» **EXERCISE**: After locating "For an urgent annotation task, I need the stone" in the listing below, copy that line and each one after it exactly, ending with the line that has "For an urgent annotation task, I need the forest".

» **PROVIDED INFORMATION**:
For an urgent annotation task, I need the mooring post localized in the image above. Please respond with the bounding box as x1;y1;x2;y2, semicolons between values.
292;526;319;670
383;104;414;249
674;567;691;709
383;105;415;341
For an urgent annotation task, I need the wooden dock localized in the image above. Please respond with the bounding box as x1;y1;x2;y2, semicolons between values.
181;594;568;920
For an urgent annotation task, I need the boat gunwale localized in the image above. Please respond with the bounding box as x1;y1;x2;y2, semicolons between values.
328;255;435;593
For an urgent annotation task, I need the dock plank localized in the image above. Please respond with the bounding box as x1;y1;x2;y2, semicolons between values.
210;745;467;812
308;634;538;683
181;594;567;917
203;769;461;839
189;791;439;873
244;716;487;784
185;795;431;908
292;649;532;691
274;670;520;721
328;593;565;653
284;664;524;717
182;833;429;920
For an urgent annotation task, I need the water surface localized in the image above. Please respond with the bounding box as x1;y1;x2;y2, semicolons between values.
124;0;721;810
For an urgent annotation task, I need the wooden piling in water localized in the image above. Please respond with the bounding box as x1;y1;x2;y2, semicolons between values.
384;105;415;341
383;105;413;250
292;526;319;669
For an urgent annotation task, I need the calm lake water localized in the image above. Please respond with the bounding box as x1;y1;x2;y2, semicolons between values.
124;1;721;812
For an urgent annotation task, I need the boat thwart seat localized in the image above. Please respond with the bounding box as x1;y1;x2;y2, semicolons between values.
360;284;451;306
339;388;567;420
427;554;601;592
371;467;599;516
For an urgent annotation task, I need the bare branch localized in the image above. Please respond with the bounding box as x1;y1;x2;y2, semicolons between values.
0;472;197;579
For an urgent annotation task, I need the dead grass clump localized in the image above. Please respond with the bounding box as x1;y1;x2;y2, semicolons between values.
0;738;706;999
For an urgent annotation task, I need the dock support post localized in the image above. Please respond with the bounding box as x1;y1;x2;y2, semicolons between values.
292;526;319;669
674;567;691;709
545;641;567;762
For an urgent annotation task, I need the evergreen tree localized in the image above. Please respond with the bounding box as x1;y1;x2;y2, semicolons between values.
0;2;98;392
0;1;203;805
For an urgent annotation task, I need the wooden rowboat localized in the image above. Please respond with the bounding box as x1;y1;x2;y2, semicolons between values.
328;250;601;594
...
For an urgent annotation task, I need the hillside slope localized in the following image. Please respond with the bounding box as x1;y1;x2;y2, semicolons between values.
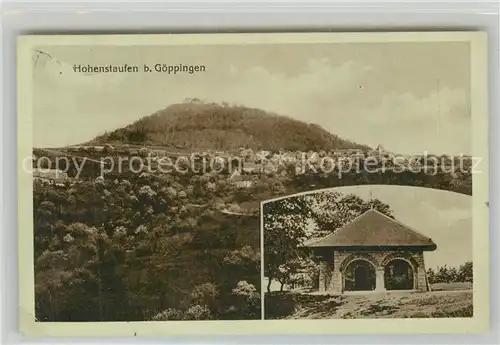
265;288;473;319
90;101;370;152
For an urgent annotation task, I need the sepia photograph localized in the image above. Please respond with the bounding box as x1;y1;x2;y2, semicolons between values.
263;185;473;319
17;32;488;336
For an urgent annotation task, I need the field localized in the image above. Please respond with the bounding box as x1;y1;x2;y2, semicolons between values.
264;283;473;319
* * *
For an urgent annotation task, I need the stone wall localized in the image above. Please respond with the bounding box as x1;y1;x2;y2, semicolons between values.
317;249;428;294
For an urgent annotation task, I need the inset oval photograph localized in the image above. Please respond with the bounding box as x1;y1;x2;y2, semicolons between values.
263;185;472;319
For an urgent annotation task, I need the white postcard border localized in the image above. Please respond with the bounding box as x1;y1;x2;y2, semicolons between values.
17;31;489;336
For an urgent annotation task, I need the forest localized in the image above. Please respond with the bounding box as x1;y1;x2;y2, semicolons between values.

» **FINISHED TASK**:
For an urgent annotation task, I need the stone wall localized in the image above. Please respond with the bounding box as x1;y1;x2;y2, semicolons between values.
317;249;428;294
For an urgent annotation task, I need the inset oval photograph localized in the image above. Please respond with the bounding box as x1;y1;x2;y2, semicolons between values.
263;185;472;319
For an urgent annotation task, I need the white postcard border localized in the image above. Please respond with the bounding box as x1;y1;x2;y2, semicolons between values.
17;31;489;336
For an urgent annotation task, I need the forest localized in the image above. Please respond with the bounding box as x1;y1;x2;y2, semicolons between values.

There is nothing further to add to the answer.